## DIRECTIONS FOR THIS TASK
In full and without alteration, write out the lines below.

## RECORDED DATA

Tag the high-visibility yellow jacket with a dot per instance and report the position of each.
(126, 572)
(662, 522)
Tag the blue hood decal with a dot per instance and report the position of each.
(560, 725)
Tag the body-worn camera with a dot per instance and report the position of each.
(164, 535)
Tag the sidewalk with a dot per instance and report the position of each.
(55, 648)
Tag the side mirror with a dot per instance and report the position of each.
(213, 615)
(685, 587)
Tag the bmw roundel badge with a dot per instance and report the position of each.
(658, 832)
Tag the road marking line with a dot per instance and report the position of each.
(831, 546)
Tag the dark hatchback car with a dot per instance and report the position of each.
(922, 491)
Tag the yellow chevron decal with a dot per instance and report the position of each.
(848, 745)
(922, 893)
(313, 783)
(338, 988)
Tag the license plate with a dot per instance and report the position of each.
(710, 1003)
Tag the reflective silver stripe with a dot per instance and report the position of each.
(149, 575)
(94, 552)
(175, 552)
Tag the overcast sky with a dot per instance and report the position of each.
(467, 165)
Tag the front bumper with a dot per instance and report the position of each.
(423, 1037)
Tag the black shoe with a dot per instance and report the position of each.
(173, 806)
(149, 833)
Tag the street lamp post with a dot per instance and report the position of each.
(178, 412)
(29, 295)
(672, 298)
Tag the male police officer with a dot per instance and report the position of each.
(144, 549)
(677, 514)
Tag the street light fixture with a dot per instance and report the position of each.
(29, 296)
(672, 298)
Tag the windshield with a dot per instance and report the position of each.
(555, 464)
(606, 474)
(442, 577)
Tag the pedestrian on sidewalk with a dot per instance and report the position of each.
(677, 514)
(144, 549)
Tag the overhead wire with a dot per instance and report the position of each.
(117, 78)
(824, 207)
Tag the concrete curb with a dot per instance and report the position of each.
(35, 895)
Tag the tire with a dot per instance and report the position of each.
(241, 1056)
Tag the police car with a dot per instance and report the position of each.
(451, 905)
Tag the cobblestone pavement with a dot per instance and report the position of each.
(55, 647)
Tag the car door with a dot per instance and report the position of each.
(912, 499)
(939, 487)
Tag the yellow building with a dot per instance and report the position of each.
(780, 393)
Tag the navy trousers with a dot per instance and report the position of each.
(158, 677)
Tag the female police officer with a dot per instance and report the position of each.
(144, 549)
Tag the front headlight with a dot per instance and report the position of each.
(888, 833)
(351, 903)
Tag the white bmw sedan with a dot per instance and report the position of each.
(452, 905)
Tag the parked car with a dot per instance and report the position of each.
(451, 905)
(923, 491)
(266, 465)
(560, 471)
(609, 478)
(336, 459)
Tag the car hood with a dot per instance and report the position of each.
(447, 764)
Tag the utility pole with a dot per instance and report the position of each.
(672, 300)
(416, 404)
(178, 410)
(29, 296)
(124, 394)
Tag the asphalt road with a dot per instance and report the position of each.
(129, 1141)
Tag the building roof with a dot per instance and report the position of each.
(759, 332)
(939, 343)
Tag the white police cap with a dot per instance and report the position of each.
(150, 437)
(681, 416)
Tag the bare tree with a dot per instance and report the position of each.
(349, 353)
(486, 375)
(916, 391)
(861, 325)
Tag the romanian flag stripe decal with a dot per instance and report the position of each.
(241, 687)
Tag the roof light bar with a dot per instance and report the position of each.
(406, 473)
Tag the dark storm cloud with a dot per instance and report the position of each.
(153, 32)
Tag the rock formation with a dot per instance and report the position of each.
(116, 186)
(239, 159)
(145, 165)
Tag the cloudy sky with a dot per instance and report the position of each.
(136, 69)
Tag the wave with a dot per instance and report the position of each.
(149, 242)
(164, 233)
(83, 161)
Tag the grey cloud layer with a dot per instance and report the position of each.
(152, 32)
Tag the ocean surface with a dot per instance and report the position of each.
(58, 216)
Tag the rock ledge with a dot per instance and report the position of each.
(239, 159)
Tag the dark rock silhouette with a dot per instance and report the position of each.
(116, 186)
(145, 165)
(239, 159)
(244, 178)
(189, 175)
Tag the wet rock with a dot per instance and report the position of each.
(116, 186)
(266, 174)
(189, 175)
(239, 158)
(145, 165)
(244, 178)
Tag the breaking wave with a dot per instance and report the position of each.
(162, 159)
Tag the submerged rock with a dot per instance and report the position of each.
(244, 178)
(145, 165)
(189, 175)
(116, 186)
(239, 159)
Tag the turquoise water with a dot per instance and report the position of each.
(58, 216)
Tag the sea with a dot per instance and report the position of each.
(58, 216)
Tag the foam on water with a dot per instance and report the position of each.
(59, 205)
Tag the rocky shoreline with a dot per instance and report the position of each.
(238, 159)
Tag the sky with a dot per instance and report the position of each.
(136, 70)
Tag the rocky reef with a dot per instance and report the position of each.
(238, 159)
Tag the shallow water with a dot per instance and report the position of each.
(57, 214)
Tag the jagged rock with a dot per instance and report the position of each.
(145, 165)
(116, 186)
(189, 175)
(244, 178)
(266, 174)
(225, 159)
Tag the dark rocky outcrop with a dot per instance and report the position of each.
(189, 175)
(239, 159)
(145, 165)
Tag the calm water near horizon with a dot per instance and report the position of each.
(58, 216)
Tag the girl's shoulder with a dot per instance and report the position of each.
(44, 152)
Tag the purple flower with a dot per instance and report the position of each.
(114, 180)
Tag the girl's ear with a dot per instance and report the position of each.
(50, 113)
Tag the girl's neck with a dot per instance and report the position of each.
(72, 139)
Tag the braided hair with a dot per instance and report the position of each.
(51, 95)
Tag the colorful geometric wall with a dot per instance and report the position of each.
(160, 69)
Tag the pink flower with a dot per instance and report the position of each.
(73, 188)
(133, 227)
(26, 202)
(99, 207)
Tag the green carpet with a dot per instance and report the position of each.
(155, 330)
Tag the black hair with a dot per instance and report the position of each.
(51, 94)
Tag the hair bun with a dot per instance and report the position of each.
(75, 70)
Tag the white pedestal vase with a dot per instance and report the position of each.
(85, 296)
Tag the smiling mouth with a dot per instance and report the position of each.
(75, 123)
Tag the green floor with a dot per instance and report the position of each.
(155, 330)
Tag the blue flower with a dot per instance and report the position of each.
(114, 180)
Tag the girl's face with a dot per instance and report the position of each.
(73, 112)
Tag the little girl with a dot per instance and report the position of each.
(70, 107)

## WRITTEN SOLUTION
Tag the high-visibility yellow jacket with a dot per instance and report the position of each.
(126, 572)
(662, 522)
Tag the blue hood decal with a dot per instance and report the position of each.
(560, 725)
Tag the body-worn camera with a dot per instance and report the position of each.
(164, 535)
Tag the sidewalk with a dot per instance and report the position of each.
(55, 648)
Tag the side mirror with a dot per instance and report the position of each.
(213, 615)
(685, 587)
Tag the bmw roundel badge with a dot per instance and report the position of each.
(658, 832)
Tag the road marking line with a dot per instance and report the position of each.
(831, 546)
Tag the dark hatchback car with a dot per instance and report the position of each.
(922, 491)
Tag the yellow chevron decal with a dot per instance and report the position of each.
(848, 745)
(922, 893)
(313, 783)
(338, 988)
Tag the license plate with a dot per instance and report the position of each.
(710, 1003)
Tag the reflective silver stripe with a dot per instance and report the position of each.
(149, 575)
(94, 552)
(175, 552)
Tag the overcast sky with a dot per instance and report the position of each.
(467, 165)
Tag the front bumper with a dot per instance and report the position of each.
(423, 1037)
Tag the black shoe with a dot per instance and report the position of each.
(173, 806)
(149, 833)
Tag the street lamp post with a dot per instance and report the position of each.
(178, 412)
(29, 295)
(672, 298)
Tag the male police officer with a dot per instance and report the position of each.
(144, 549)
(677, 514)
Tag the street light fixture with a dot per instance and report the position of each.
(29, 296)
(672, 298)
Tag the windshield with a dot per instance and report the position of each.
(555, 464)
(606, 474)
(442, 577)
Tag the pedestrian on sidewalk with a dot per instance and report the position of each.
(677, 514)
(144, 549)
Tag the overhead wire with a dot per instance and report the position of each.
(117, 78)
(824, 207)
Tag the concrete curb with a dot per instance and report the position of each.
(35, 895)
Tag the tire with a dot per instance and report the position of each.
(241, 1056)
Tag the police car with a dot per instance and report the position of each.
(451, 905)
Tag the cobblestone pavement with a dot per instance and report the position of each.
(55, 647)
Tag the car door with a dot per instance and report the position of each.
(912, 499)
(939, 487)
Tag the yellow building with a dot per instance and report the position of each.
(780, 393)
Tag the navy trousers with a dot per instance and report the position of each.
(158, 677)
Tag the female police officer with a dot per instance and report the position of each.
(144, 549)
Tag the front headlight with a dot per instance and report the position of each.
(888, 833)
(351, 903)
Tag the white bmw sedan with a dot per instance and report the position of each.
(452, 905)
Tag the parked car with a dot per instance and report the position of each.
(451, 905)
(923, 491)
(266, 465)
(560, 471)
(609, 478)
(336, 459)
Tag the car hood with a dot per instance and report the position of each.
(447, 764)
Tag the utility pole with a dot per instance and report the position of each.
(672, 300)
(416, 404)
(178, 410)
(29, 296)
(124, 394)
Tag the asphalt road with a dot per instance and report the position of each.
(129, 1141)
Tag the building roof with a dot per instance and report the position of each.
(759, 332)
(939, 343)
Tag the white police cap with a dot per instance and report the position of each.
(150, 437)
(681, 416)
Tag the bare tree with a dot per instance and report the position of each.
(349, 353)
(486, 375)
(916, 391)
(861, 325)
Tag the romanian flag stripe decal with a dot per instance and report the position of each.
(241, 687)
Tag the roof light bar with a dot per instance and report the position of each.
(406, 473)
Tag the dark storm cloud with a dot per instance and report the position of each.
(153, 32)
Tag the rock formation with a dot per instance and report the position of each.
(116, 186)
(239, 159)
(145, 165)
Tag the cloudy sky with a dot per instance and report the position of each.
(136, 69)
Tag the wave with a dot per instance and report the position of each.
(149, 242)
(164, 233)
(83, 161)
Tag the grey cloud layer with a dot per instance and report the position of each.
(152, 32)
Tag the ocean surface with a dot per instance and report the position of each.
(58, 216)
Tag the rock ledge with a dot per instance and report the position of each.
(239, 159)
Tag the dark rock silhouette with a dot per instance and report the position of each.
(116, 186)
(145, 165)
(239, 159)
(244, 178)
(189, 175)
Tag the wet rock with a dot per instance and report the position of each.
(116, 186)
(266, 174)
(189, 175)
(239, 158)
(145, 165)
(244, 178)
Tag the breaking wave with a dot per instance and report the position of each.
(162, 159)
Tag the submerged rock with a dot per instance and report the position of each.
(244, 178)
(145, 165)
(189, 175)
(116, 186)
(239, 159)
Tag the turquoise water with a dot per instance and report the position of each.
(58, 216)
Tag the sea with a dot per instance and report the position of each.
(58, 216)
Tag the foam on water with a dot per instance and report the position of each.
(59, 205)
Tag the rocky shoreline with a dot per instance and report the position of each.
(238, 159)
Tag the sky with a dot per instance and report the position of each.
(136, 70)
Tag the rocky reef with a dot per instance and report the position of each.
(238, 159)
Tag the shallow water with a dot per instance and report the position of each.
(57, 214)
Tag the jagged rock with a dot per instance and report the position of each.
(145, 165)
(116, 186)
(189, 175)
(244, 178)
(266, 174)
(225, 159)
Tag the dark rocky outcrop with a dot per instance and report the position of each.
(189, 175)
(239, 159)
(145, 165)
Tag the calm water near horizon with a dot per instance and report the position of each.
(58, 216)
Tag the girl's shoulder with a dot per instance and report the position of each.
(44, 152)
Tag the purple flower with a dot per instance and report the position of each.
(114, 180)
Tag the girl's ear with a dot per instance and report the position of each.
(50, 113)
Tag the girl's neck with a dot per instance and report the position of each.
(72, 139)
Tag the braided hair with a dot per instance and report the position of each.
(51, 95)
Tag the colorful geometric wall with a dot per instance and report the position of each.
(160, 69)
Tag the pink flower with a dot per instance and report the position of each.
(73, 188)
(133, 227)
(26, 202)
(99, 207)
Tag the green carpet with a dot per instance and report the position of each.
(155, 330)
Tag the black hair with a dot per instance and report the position of each.
(51, 94)
Tag the hair bun with a dot per instance and report the position of each.
(75, 70)
Tag the white pedestal vase with a dot per instance and report the position of each.
(85, 296)
Tag the smiling mouth with a dot per instance and report the position of each.
(75, 123)
Tag the green floor with a dot per instance and report the position of each.
(155, 330)
Tag the blue flower with a dot per instance and report the position of each.
(114, 180)
Tag the girl's face with a dot per instance and report the position of each.
(73, 112)
Tag the little girl with a dot per instance and report the position of each.
(70, 107)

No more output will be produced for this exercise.